(YOUR INSTRUCTIONS) Please set out the lines below as a Markdown table with two columns, Row and Line, numbering each line in Row and skipping any blank lines.

(DATASET EXCERPTS)
# # # # # # #
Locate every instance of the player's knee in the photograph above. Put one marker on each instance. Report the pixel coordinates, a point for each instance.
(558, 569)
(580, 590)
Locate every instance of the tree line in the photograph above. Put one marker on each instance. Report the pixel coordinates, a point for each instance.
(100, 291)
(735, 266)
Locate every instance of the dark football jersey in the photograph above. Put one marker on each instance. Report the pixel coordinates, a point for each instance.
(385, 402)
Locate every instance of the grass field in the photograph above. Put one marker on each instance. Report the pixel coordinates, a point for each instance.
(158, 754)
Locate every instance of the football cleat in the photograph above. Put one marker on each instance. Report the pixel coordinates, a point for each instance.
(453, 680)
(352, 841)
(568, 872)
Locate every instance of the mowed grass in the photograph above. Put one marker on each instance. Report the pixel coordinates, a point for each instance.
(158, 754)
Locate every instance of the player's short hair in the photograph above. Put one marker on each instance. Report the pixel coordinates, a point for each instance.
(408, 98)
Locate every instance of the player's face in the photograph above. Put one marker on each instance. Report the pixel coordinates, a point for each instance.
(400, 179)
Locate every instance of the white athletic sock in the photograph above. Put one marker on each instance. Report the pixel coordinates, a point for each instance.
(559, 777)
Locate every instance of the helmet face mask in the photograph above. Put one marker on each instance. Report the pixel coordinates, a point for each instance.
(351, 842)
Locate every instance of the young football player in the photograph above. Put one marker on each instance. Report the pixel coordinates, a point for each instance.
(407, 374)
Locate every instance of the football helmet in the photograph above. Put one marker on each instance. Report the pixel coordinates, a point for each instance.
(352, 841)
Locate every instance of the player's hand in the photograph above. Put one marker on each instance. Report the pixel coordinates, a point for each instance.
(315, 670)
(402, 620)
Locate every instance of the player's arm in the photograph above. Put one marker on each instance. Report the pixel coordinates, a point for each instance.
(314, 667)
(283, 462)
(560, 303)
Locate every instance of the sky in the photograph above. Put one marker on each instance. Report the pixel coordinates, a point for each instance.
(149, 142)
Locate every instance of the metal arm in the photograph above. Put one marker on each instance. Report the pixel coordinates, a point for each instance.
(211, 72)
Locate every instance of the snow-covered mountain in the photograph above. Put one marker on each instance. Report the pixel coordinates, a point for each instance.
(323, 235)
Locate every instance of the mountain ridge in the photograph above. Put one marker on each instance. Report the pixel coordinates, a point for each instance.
# # # # # # #
(TASK OUTPUT)
| Row | Line |
|---|---|
| 1 | Locate every instance of the player's knee in the photograph above. Put one marker on each instance. Report the pixel coordinates, a point for each instance. |
| 2 | (558, 569) |
| 3 | (580, 590) |
| 4 | Locate every instance of the tree line in the photograph above. Put one marker on each instance. Report the pixel coordinates, a point for each instance. |
| 5 | (100, 291) |
| 6 | (735, 266) |
| 7 | Locate every instance of the dark football jersey in the photograph above. Put one marker on each instance. Report the pixel coordinates, a point for each instance. |
| 8 | (385, 402) |
| 9 | Locate every instance of the grass field in the photograph above. Put one marker on each instance. Report the pixel coordinates, a point for each instance. |
| 10 | (158, 754) |
| 11 | Locate every instance of the football cleat in the photograph above. Put one marker on each instance. Report the pixel coordinates, a point for each instance. |
| 12 | (453, 680) |
| 13 | (352, 841) |
| 14 | (568, 872) |
| 15 | Locate every instance of the mowed grass in the photograph above. Put one marker on each instance. Report the pixel coordinates, a point for each instance. |
| 16 | (158, 754) |
| 17 | Locate every instance of the player's short hair in the photograph above. Put one marker on each instance. Report the pixel coordinates, a point for each instance. |
| 18 | (408, 98) |
| 19 | Locate every instance of the player's face in the photograph above. Put one marker on each instance. Report the pixel coordinates, a point for each instance. |
| 20 | (400, 179) |
| 21 | Locate every instance of the white athletic sock in the photograph above. Put one marker on each instance. Report the pixel coordinates, a point for each instance. |
| 22 | (559, 777) |
| 23 | Locate every instance of the helmet face mask in the photograph above. Put one marker on each instance. Report the pixel coordinates, a point for each instance. |
| 24 | (351, 842) |
| 25 | Locate every instance of the young football player in the photograph above. Put one marker on each instance. Report the pixel coordinates, a point for each instance. |
| 26 | (407, 374) |
| 27 | Locate every instance of the football helmet in the photograph above. Put one marker on each instance. Report the pixel coordinates, a point for each instance. |
| 28 | (352, 841) |
| 29 | Locate every instance of the player's hand in the photograph above. Put one marker on each instance. Report the pixel coordinates, a point for each instance. |
| 30 | (315, 670) |
| 31 | (402, 620) |
| 32 | Locate every instance of the player's arm in the photograph above. Put one marker on each instance. Report the pixel coordinates, a point for each instance. |
| 33 | (314, 667) |
| 34 | (283, 462) |
| 35 | (560, 303) |
| 36 | Locate every instance of the sky in the photograph above. Put one marker on each instance. Report the pixel coordinates, a point for each instance. |
| 37 | (149, 142) |
| 38 | Locate every instance of the metal arm in the photograph above. Put one marker on each instance. Report the pixel coordinates, a point for each instance. |
| 39 | (211, 72) |
| 40 | Locate every instance of the snow-covered mountain in the photograph above. Put one marker on each instance. Report the pixel coordinates, a point for each instance. |
| 41 | (323, 235) |
| 42 | Locate every instance of the mountain ridge in the photograph above. Put one marker on each instance. Report the pixel coordinates, a point for each instance. |